_DATA RECORDS:_
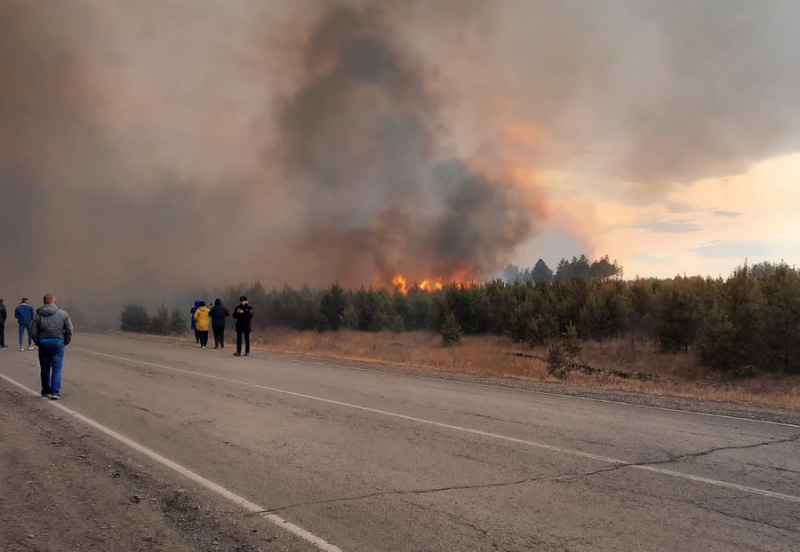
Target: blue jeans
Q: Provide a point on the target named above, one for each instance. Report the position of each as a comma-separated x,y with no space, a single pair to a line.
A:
22,328
51,360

_EXERCISE:_
Print the line that contains "Q: Provide a" and each line after it up to the end of the listing, exactly as written.

_ANSWER:_
Q: Provide a point on the target named above, one for each instance. Report the position of each as a comma-separated x,y with no space, a single pair to a line.
A:
22,328
51,360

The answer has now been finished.